* _EXERCISE DESCRIPTION_
Write the entries out again exactly as they stand, but without the pictures.

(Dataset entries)
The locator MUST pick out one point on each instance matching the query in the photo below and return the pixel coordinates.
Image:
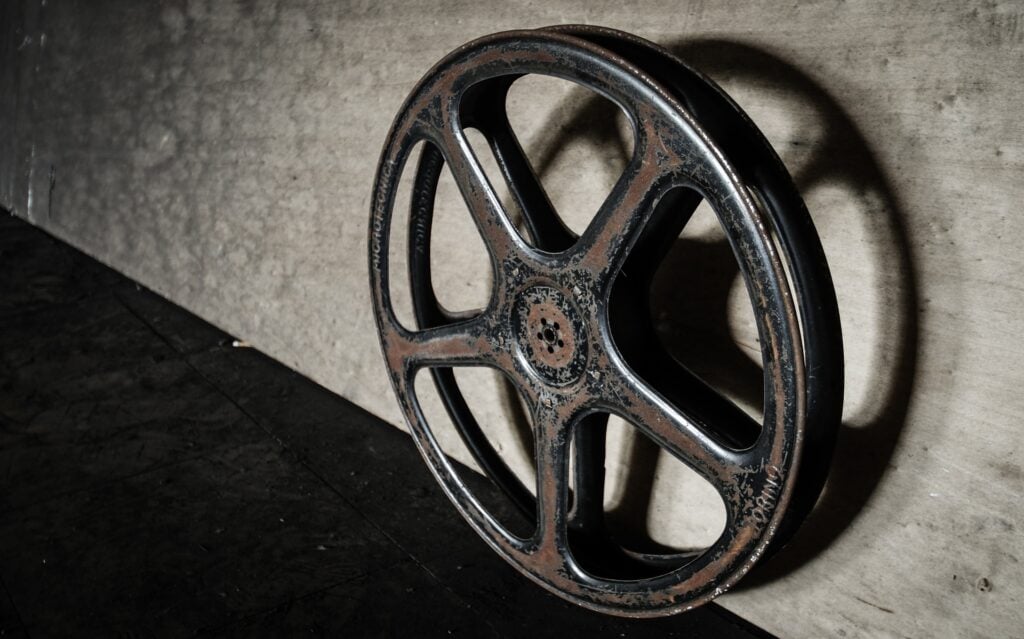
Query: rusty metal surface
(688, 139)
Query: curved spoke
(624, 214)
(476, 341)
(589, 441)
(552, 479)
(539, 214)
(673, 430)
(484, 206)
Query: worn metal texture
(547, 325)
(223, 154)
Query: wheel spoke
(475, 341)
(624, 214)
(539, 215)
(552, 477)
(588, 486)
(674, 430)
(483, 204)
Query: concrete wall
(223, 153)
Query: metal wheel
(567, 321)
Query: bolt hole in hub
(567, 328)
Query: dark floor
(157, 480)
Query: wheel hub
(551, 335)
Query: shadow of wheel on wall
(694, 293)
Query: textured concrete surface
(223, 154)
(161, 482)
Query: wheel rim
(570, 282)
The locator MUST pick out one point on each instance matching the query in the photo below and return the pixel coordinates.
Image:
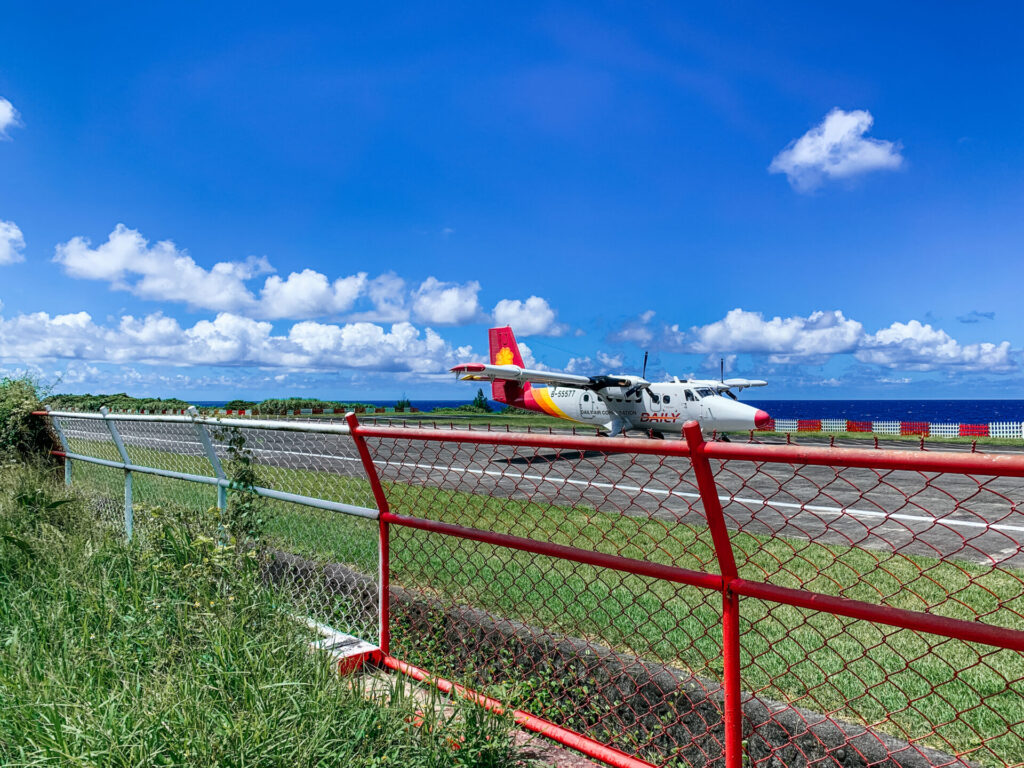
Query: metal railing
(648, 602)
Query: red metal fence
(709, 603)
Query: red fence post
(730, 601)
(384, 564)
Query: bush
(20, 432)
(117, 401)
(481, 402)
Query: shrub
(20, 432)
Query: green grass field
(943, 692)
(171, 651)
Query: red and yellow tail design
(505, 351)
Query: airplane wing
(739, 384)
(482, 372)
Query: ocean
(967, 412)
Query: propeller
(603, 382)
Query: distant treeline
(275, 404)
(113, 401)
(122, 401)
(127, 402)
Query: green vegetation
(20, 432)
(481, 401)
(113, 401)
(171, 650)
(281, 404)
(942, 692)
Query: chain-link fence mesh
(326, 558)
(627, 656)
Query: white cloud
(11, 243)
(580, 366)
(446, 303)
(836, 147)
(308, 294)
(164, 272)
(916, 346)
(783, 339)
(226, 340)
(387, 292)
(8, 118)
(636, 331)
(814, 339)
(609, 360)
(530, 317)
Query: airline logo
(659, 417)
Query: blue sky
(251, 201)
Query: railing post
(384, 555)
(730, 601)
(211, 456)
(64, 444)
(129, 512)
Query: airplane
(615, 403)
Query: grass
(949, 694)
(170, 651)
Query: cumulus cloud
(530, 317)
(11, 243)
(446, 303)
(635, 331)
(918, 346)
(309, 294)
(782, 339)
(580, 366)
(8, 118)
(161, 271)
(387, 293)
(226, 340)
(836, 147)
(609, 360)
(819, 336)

* _WRITTEN SOLUTION_
The locator MUST pick out one point on each instance matching the query in the photo below and return the pixel coordinates.
Image:
Query: rusty metal surface
(688, 139)
Query: curved spoke
(624, 214)
(476, 341)
(589, 441)
(552, 479)
(539, 214)
(673, 430)
(484, 206)
Query: worn metal texture
(547, 325)
(223, 154)
Query: wheel spoke
(475, 341)
(624, 214)
(539, 215)
(552, 477)
(588, 486)
(674, 430)
(483, 204)
Query: concrete wall
(223, 153)
Query: metal wheel
(567, 321)
Query: bolt hole in hub
(567, 328)
Query: dark floor
(157, 480)
Query: wheel hub
(551, 335)
Query: shadow of wheel on wall
(694, 293)
Query: textured concrete surface
(223, 154)
(161, 482)
Query: wheel rim
(570, 282)
The locator MUST pick out one point on each instance matching the query in the photo below and return the pixel coordinates.
Image:
Query: metal railing
(648, 602)
Query: red metal fence
(709, 603)
Query: red fence post
(730, 601)
(384, 564)
Query: bush
(20, 432)
(117, 401)
(481, 402)
Query: shrub
(20, 432)
Query: green grass field
(943, 692)
(171, 651)
Query: red and yellow tail design
(505, 351)
Query: airplane wing
(739, 384)
(482, 372)
Query: ocean
(967, 412)
Query: propeller
(603, 382)
Query: distant treeline
(275, 404)
(113, 401)
(122, 401)
(127, 402)
Query: green vegetation
(20, 432)
(481, 401)
(113, 401)
(171, 650)
(281, 404)
(942, 692)
Query: chain-link fence mesh
(326, 558)
(627, 656)
Query: white cloud
(11, 243)
(580, 366)
(446, 303)
(836, 147)
(308, 294)
(164, 272)
(916, 346)
(783, 339)
(226, 340)
(387, 292)
(8, 118)
(636, 331)
(814, 339)
(609, 360)
(530, 317)
Query: airline logo
(659, 417)
Query: blue sky
(251, 201)
Query: railing post
(384, 555)
(730, 601)
(211, 456)
(64, 444)
(129, 512)
Query: airplane
(615, 403)
Query: grass
(949, 694)
(170, 651)
Query: cumulus cloud
(530, 317)
(11, 243)
(446, 303)
(635, 331)
(918, 346)
(309, 294)
(782, 339)
(580, 366)
(8, 118)
(161, 271)
(387, 293)
(226, 340)
(836, 147)
(609, 360)
(819, 336)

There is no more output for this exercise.